====== VORLIEGENDER TEXT

Leitsatz

1. Die Entnahme eines dem Unternehmen zugeordneten Pkws, den ein Unternehmer von einem Nichtunternehmer und damit ohne Berechtigung zum Vorsteuerabzug erworben hat, unterliegt nach Art. 5 Abs. 6 Satz 1 der Richtlinie 77/388/EWG nicht der Umsatzbesteuerung, soweit keine "Bestandteile" (mit Berechtigung zum Vorsteuerabzug) eingefügt wurden. Dienstleistungen (sonstige Leistungen) einschließlich derjenigen, für die zusätzlich kleinere Lieferungen von Gegenständen erforderlich sind (z.B. Karosserie- und Lackarbeiten an einem Pkw), führen nicht zu "Bestandteilen" des Gegenstands (Anschluss an die Vorabentscheidung des EuGH vom 17.5.2001, Rs. C-322/99 im Streitfall Fischer).

2. Eine Eigenverbrauchsbesteuerung der Pkw-Entnahme nach der Differenz-Regelung des § 25a Abs. 1 UStG 1991 scheidet aus, wenn der Entnahmewert den Einkaufspreis nicht übersteigt.

3. Eine in der Vorabentscheidung erwogene Berichtigung des Vorsteuerabzugs nach Art. 20 Abs. 1 Buchst. b der Richtlinie 77/388/EWG, soweit die Entnahme nicht gem. Art. 5 Abs. 6 Satz 1 dieser Richtlinie der Besteuerung unterliegt und der Wert der betreffenden Arbeiten nicht im Rahmen der beruflichen Tätigkeiten des Klägers vor der Überführung des Fahrzeugs in sein Privatvermögen vollständig verbraucht worden ist, kann nicht auf § 15a UStG gestützt werden, wenn der entnommene Pkw kein Investitionsgut, sondern Gegenstand des Umlaufvermögens des Unternehmens ist.

 

Normenkette

§ 1 Abs.1 Nr. 2 Satz 2 Buchst. a UStG 1991 , § 15a UStG 1991

 

Sachverhalt

Der Kläger handelte mit sog. Oldtimern. Zum 31.12.1992 gab er den Betrieb auf und übernahm u.a. den von einem Nichtunternehmer erworbenen alten Bentley in sein Privatvermögen. 1990 hatte er ihn mit umfangreichen Karosserie- und Lackarbeiten renovieren lassen. Die in der Rechnung ausgewiesene Umsatzsteuer machte der Kläger 1990 als Vorsteuerbetrag geltend. Das FA behandelte die Entnahme als Eigenverbrauch.

 

Entscheidung

Der BFH bestätigte das FG. Weil der vom FA angesetzte Entnahmewert geringer war als der Einkaufspreis, ergab sich für die Differenzbesteuerung (§ 25a UStG) keine Bemessungsgrundlage. Obwohl umfangreiche sonstige Leistungen mit Vorsteuerabzug vorlagen, kam eine Vorsteuerberichtigung nach derzeitiger nationaler Rechtslage (§ 15a UStG) nicht in Betracht, weil der Pkw Umlaufvermögen war und Anwendung der Richtlinie zulasten des Klägers nicht zulässig ist.

============

■ **AUFGABENSTELLUNG**:
Prüfen Sie, ob die folgenden drei Aussagen mit dem Text zur Entnahme des Bentley übereinstimmen, und antworten Sie jeweils mit Ja oder Nein samt dem entscheidenden Wortlaut des Textes als wörtlichem Zitat. 1. Der Kläger hatte den Bentley von einem Nichtunternehmer erworben. 2. Der entnommene Pkw war ein Investitionsgut des Unternehmens. 3. Der vom FA angesetzte Entnahmewert lag über dem Einkaufspreis.

====== BEREITGESTELLTES MATERIAL

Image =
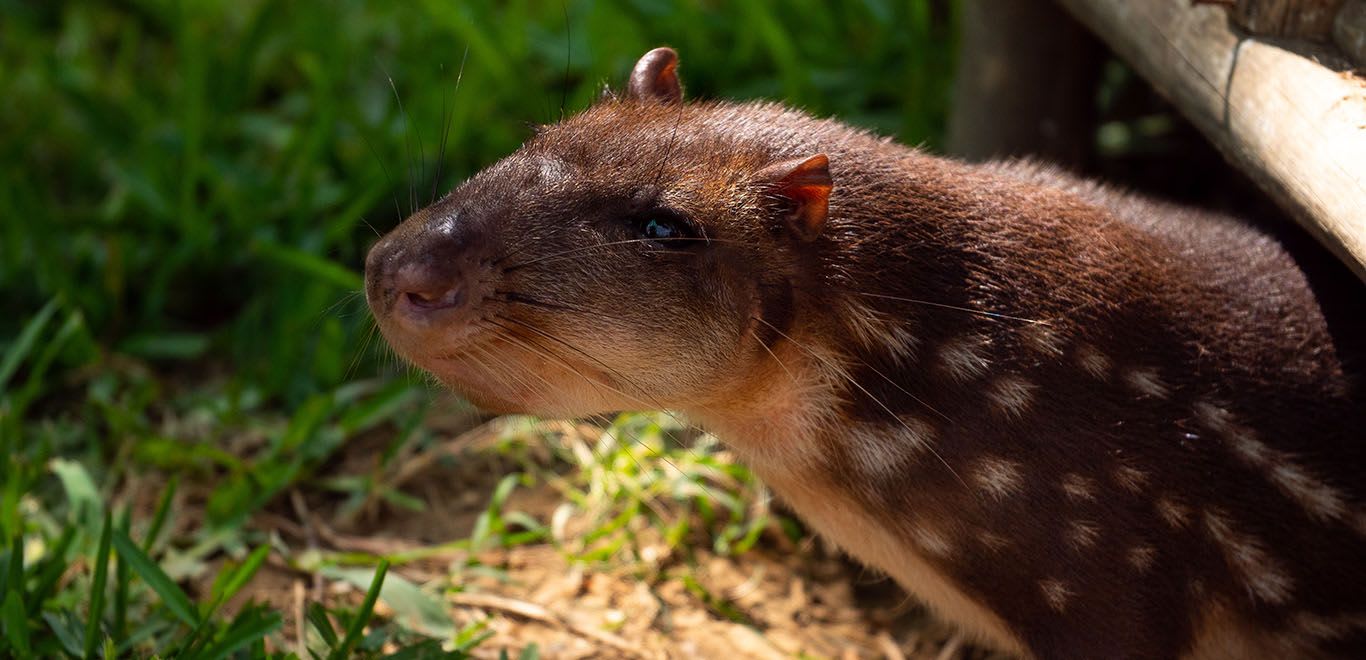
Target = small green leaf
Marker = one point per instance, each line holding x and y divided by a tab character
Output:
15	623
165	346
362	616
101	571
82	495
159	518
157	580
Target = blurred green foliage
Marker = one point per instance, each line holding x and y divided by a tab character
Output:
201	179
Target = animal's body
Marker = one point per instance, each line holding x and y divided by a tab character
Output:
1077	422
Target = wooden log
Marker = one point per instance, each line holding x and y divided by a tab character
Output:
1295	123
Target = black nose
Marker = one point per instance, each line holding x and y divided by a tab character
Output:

============
====== BEREITGESTELLTES MATERIAL

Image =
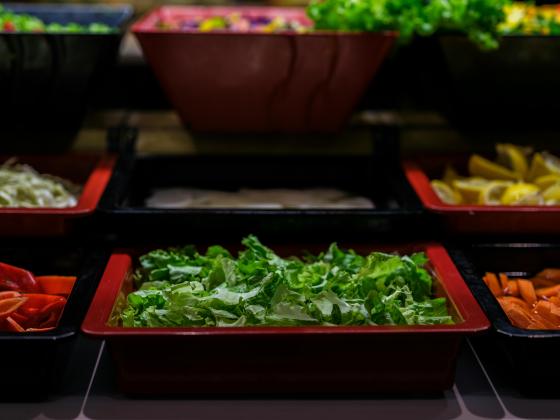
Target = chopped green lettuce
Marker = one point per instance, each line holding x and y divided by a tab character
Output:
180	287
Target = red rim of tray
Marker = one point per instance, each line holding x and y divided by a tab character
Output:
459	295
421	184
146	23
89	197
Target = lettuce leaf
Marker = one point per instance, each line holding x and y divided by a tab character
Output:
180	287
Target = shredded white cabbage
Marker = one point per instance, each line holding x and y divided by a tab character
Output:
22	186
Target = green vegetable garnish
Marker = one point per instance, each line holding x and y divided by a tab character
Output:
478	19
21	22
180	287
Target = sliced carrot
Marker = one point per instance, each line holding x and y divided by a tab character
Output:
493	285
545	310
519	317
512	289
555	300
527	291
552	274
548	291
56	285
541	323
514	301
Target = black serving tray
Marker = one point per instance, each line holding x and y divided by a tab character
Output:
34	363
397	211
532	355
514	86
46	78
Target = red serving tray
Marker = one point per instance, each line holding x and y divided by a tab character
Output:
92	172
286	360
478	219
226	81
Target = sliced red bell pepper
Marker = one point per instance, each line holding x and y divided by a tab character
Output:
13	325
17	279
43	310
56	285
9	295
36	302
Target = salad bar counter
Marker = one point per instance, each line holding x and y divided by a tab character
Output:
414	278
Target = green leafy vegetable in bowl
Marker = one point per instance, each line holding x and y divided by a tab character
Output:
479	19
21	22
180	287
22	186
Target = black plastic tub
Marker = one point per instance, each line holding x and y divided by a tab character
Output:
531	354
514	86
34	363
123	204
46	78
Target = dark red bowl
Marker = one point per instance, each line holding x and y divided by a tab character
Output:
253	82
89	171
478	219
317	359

============

■ **AUSGEARBEITETE LÖSUNG**:
1. Ja: „übernahm u.a. den von einem Nichtunternehmer erworbenen alten Bentley in sein Privatvermögen“
2. Nein: „weil der Pkw Umlaufvermögen war“
3. Nein: „Weil der vom FA angesetzte Entnahmewert geringer war als der Einkaufspreis“